> _RECORDS TO USE_
+ + + + +
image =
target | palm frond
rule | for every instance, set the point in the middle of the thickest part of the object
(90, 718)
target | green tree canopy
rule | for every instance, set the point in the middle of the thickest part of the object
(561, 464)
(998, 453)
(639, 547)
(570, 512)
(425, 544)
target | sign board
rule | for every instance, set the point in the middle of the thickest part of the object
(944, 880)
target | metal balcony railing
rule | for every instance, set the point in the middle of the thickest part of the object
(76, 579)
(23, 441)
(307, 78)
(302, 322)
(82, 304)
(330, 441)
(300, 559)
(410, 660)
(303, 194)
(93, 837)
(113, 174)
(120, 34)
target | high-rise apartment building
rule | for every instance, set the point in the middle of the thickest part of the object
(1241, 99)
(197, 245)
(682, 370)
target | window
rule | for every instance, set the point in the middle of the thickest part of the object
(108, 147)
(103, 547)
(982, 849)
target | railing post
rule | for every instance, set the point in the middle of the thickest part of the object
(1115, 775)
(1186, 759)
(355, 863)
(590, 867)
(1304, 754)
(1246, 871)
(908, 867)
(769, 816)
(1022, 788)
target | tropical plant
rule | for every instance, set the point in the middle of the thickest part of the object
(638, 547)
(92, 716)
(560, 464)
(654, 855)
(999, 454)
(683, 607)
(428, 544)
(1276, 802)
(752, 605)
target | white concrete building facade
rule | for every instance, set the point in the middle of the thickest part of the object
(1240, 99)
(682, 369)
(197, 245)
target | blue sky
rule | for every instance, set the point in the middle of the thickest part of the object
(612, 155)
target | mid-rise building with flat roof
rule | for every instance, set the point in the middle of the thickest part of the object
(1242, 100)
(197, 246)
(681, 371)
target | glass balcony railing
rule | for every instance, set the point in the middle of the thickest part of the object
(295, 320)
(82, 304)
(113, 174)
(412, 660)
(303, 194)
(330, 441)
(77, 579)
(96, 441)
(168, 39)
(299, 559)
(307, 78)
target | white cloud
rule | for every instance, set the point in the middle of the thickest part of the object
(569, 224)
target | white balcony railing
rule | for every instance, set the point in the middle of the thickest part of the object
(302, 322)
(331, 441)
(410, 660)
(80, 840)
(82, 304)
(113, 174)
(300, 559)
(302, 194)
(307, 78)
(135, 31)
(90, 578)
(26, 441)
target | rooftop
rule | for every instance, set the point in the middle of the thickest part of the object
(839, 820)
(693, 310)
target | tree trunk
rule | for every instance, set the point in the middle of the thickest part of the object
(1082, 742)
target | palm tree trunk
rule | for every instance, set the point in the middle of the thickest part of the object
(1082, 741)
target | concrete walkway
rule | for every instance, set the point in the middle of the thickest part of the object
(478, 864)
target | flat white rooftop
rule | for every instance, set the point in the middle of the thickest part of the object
+ + + + +
Copy all of the records again, changing "thickest part" to "widest part" wherever it occurs and leaving everything else the same.

> _COMPLETED EXERCISE_
image =
target | palm frond
rule | for every instance, set the point in the middle of the widest part of the object
(90, 718)
target | green tree canopy
rule | for every instance, set the point in the middle of the widest part of the object
(561, 464)
(998, 453)
(639, 547)
(570, 512)
(425, 544)
target | sign board
rule | for every instance, set the point in the middle of the widest part of the object
(944, 880)
target | metal balcony railing
rule | for every instance, set the point in the middle of the widest part of the object
(76, 579)
(23, 441)
(307, 78)
(302, 322)
(82, 304)
(330, 441)
(300, 559)
(410, 660)
(303, 194)
(93, 837)
(113, 174)
(120, 34)
target | high-rise apartment building
rule | for every instance, set the point in the middle of the widest part of the object
(1241, 99)
(197, 245)
(682, 370)
target | window
rule | for every instance, set the point in the middle of the widest part of the object
(108, 147)
(103, 547)
(982, 849)
target | railing post
rule | for every instance, set the point in the middle of the widest part of the object
(1115, 775)
(1186, 759)
(355, 863)
(590, 867)
(1304, 754)
(1246, 871)
(908, 867)
(769, 816)
(1022, 788)
target | tropical plant
rule | for every instance, set the point in the middle of the widest part of the object
(638, 547)
(92, 716)
(560, 464)
(654, 855)
(999, 454)
(683, 607)
(428, 544)
(1276, 802)
(752, 605)
target | white concrete building facade
rule | for every instance, set the point in the middle of the widest part of the object
(1240, 99)
(682, 369)
(197, 245)
target | blue sky
rule | for every instance, set the point in the middle of the widest part of the object
(612, 155)
target | mid-rise building with flat roof
rule | for every instance, set the point in the middle of the widest part of the object
(1242, 100)
(197, 246)
(681, 371)
target | glass balcony railing
rule | for every instance, set the point in the middle of the widest part of the object
(295, 320)
(82, 304)
(113, 174)
(412, 660)
(303, 194)
(330, 441)
(77, 579)
(96, 441)
(168, 39)
(299, 559)
(307, 78)
target | white cloud
rule | for every instance, set the point in the middle of the widest part of the object
(569, 224)
target | white balcony railing
rule | for every instance, set the point in the middle of the widest part of the object
(302, 322)
(331, 441)
(410, 660)
(80, 840)
(82, 304)
(113, 174)
(300, 559)
(302, 194)
(307, 78)
(135, 31)
(90, 578)
(26, 441)
target | rooftop
rule | for every instance, set the point in the middle of the widest part of the object
(839, 820)
(693, 310)
target | tree trunk
rule | for every instance, set the point in the middle of the widest part of the object
(1082, 742)
target | palm tree trunk
rule | for every instance, set the point in the middle of the widest part of the object
(1082, 741)
target | concrete walkway
rule | for every instance, set the point in the middle of the widest part of the object
(478, 864)
target | flat white rooftop
rule | for every instance, set the point in the middle of the widest part of the object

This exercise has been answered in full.